Activity:
Below are some records. Print exactly the lines between the one holding "Query: water reflection" and the one holding "Mark the paved walkway", inclusive, and nothing else.
___
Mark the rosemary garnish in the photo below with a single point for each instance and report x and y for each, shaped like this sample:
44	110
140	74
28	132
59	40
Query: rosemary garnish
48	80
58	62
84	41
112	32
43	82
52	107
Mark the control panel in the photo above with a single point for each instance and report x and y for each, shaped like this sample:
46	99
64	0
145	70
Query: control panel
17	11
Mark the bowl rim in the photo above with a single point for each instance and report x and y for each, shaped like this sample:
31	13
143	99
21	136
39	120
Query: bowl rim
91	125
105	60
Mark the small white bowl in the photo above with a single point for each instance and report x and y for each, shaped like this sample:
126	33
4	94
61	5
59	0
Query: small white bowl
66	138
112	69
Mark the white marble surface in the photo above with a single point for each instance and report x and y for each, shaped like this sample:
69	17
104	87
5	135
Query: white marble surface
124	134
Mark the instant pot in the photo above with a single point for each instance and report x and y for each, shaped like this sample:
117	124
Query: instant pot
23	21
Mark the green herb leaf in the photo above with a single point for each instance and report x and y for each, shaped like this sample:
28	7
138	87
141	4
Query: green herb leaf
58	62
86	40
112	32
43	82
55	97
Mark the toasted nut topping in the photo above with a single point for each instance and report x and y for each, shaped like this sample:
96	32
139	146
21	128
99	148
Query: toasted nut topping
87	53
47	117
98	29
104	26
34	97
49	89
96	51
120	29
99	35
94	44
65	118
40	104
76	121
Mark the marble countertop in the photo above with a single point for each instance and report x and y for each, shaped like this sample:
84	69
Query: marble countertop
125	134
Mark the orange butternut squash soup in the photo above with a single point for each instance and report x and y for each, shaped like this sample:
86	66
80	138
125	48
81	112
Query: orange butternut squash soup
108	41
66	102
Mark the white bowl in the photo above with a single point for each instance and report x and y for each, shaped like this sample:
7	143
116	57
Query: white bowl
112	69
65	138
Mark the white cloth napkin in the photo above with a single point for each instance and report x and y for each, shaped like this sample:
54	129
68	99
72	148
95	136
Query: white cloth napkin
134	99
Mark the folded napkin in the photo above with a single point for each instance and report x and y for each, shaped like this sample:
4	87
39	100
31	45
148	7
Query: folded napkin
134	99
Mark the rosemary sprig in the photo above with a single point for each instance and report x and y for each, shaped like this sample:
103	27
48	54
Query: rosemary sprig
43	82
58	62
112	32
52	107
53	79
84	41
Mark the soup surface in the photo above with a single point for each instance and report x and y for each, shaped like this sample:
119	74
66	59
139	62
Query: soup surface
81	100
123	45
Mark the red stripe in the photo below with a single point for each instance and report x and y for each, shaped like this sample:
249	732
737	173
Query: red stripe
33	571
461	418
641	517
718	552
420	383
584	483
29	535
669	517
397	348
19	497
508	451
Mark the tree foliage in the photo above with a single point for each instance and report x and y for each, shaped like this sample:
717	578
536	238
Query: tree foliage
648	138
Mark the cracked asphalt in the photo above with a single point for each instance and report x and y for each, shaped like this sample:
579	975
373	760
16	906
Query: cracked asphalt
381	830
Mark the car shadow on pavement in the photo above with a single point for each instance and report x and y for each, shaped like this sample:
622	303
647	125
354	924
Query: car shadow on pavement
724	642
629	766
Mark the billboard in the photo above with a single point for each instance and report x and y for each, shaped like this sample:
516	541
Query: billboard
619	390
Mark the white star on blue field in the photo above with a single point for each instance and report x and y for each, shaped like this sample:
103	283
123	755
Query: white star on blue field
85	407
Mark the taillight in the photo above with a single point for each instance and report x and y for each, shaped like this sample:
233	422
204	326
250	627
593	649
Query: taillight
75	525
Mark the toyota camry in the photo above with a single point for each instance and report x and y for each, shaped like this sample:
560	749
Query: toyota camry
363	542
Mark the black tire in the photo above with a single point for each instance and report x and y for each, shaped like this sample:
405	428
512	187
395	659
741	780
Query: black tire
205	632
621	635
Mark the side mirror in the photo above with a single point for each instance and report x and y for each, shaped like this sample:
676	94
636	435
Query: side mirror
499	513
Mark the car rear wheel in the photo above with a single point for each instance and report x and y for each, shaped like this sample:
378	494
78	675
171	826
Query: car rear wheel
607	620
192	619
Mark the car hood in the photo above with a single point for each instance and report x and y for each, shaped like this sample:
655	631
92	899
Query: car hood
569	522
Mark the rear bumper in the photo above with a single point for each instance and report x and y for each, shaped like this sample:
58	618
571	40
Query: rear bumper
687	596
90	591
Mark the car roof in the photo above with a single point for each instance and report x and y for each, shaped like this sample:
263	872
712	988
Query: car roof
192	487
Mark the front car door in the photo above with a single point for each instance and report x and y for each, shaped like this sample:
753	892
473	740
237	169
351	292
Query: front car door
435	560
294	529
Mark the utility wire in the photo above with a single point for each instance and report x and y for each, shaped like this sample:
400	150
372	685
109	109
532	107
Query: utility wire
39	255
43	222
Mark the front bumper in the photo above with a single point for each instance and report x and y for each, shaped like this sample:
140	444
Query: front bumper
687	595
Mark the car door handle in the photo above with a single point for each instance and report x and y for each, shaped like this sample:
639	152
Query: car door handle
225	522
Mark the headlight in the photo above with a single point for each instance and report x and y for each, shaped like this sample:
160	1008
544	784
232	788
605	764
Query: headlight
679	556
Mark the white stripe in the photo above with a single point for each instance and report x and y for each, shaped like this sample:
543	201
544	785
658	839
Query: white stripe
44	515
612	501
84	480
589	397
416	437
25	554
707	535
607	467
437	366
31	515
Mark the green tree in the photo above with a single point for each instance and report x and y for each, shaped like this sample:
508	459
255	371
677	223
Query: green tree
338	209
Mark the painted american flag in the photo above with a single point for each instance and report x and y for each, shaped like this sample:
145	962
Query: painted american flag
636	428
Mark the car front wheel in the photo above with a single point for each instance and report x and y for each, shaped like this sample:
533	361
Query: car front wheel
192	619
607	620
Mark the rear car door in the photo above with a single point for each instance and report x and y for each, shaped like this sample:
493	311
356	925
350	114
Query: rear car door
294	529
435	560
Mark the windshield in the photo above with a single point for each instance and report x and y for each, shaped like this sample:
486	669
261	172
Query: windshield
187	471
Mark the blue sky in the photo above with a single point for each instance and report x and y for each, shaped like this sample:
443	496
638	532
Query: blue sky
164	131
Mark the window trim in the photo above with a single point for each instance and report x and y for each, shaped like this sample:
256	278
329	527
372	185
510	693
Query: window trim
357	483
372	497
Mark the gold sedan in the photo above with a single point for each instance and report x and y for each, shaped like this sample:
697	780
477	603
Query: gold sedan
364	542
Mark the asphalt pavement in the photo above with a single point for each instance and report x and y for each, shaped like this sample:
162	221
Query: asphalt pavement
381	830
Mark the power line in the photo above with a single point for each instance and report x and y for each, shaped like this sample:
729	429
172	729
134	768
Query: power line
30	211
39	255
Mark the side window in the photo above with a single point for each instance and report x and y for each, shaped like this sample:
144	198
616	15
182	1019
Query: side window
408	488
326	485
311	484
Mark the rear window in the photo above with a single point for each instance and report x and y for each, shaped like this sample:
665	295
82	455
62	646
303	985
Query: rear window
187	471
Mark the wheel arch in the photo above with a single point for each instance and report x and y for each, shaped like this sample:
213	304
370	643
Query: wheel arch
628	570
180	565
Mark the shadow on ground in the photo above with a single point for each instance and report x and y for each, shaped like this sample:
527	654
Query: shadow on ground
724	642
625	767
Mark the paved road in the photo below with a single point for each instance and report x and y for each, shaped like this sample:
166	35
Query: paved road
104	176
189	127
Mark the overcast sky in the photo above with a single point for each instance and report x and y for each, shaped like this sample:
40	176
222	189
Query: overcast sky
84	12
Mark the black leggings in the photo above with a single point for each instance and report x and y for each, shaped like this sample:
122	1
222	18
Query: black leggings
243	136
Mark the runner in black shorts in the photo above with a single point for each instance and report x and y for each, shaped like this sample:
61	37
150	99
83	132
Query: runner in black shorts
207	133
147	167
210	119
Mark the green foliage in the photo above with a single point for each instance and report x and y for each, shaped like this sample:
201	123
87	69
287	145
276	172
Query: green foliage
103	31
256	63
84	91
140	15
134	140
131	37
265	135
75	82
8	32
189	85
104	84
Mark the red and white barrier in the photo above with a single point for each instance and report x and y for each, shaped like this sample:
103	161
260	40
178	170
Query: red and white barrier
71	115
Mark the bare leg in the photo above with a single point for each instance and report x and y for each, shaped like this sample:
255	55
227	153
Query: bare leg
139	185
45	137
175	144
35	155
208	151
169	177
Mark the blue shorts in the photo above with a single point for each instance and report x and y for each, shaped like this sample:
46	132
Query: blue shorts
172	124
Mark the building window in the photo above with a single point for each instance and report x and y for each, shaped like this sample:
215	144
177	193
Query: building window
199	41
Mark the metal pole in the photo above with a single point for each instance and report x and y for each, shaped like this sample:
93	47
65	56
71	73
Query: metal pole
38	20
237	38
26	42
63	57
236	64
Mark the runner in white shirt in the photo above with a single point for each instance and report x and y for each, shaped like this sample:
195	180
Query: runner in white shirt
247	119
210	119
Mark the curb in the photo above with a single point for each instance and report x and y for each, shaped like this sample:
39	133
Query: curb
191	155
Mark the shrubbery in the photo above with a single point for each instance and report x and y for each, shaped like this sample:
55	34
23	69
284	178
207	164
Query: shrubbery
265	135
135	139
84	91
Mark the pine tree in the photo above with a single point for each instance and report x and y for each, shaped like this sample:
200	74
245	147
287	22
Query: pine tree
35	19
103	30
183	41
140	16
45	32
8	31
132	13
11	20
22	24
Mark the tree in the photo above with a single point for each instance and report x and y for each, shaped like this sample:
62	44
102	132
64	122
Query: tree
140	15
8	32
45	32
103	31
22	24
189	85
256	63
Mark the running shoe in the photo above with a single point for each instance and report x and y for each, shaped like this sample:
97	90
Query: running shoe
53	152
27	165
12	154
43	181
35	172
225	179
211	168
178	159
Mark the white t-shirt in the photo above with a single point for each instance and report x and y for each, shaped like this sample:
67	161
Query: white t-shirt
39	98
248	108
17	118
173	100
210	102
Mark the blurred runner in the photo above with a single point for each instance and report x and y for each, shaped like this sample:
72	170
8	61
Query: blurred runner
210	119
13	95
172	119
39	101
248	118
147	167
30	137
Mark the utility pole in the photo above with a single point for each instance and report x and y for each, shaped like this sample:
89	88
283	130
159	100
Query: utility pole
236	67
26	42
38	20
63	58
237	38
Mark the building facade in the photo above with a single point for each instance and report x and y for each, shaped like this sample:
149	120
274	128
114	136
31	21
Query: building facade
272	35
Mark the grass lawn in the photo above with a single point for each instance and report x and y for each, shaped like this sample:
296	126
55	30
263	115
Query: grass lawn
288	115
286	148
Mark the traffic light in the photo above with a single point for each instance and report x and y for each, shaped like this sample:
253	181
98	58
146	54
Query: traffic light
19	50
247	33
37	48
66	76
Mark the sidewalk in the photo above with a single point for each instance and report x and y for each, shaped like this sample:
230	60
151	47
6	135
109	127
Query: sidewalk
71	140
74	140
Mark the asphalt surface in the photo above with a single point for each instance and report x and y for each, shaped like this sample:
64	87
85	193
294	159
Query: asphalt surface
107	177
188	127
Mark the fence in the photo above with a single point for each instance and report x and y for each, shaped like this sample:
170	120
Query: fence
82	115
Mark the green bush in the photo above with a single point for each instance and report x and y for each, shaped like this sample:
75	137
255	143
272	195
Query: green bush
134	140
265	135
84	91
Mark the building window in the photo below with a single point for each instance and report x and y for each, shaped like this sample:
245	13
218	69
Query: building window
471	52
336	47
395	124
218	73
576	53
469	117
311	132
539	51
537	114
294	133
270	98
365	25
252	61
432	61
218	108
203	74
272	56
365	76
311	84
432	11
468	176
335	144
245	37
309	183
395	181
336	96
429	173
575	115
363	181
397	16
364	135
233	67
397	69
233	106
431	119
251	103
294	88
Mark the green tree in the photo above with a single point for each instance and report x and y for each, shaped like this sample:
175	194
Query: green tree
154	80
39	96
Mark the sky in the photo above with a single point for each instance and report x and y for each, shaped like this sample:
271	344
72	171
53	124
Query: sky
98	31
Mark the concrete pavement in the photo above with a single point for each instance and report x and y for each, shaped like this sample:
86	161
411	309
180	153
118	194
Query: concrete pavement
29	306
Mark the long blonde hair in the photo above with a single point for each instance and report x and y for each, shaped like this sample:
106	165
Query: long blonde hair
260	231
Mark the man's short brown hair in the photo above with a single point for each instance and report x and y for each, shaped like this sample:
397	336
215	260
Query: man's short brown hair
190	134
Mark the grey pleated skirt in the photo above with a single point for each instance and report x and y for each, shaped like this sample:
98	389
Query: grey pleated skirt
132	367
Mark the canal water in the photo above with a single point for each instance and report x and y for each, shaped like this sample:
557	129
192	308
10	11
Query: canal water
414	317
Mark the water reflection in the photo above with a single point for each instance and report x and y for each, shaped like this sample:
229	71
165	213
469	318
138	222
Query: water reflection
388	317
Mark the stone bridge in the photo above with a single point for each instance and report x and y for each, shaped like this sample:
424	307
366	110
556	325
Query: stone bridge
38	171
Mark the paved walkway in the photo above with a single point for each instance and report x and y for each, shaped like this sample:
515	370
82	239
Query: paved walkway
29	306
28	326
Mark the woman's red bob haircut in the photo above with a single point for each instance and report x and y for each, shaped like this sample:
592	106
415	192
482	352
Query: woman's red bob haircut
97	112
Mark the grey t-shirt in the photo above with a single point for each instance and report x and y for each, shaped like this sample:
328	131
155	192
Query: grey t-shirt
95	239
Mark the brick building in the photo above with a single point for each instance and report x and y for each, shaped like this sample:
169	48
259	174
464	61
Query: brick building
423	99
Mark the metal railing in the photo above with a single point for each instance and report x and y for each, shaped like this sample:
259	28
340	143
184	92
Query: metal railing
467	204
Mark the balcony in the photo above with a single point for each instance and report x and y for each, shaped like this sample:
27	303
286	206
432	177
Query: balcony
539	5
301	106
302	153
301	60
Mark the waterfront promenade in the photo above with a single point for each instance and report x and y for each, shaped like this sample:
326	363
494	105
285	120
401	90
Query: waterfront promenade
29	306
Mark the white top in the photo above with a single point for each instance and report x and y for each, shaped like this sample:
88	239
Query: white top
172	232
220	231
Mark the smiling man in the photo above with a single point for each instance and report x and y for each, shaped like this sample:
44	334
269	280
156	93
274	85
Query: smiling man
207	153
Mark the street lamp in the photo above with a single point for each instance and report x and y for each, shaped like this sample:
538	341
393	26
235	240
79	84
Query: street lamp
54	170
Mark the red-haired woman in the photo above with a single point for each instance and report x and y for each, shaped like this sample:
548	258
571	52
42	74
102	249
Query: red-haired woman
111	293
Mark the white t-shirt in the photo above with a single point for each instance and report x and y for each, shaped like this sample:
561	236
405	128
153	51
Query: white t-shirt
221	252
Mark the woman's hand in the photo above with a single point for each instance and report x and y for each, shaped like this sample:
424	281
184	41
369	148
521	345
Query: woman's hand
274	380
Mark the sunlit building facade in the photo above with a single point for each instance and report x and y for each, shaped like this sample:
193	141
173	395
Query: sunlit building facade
___
Response to the exercise:
Query: water reflection
388	317
Mark the stone bridge in the photo above with a single point for each instance and report x and y for each, shaped like this sample:
424	307
366	110
556	325
Query: stone bridge
38	171
Mark the paved walkway in the photo above with a single point for each instance and report x and y for each, shaped like this sample:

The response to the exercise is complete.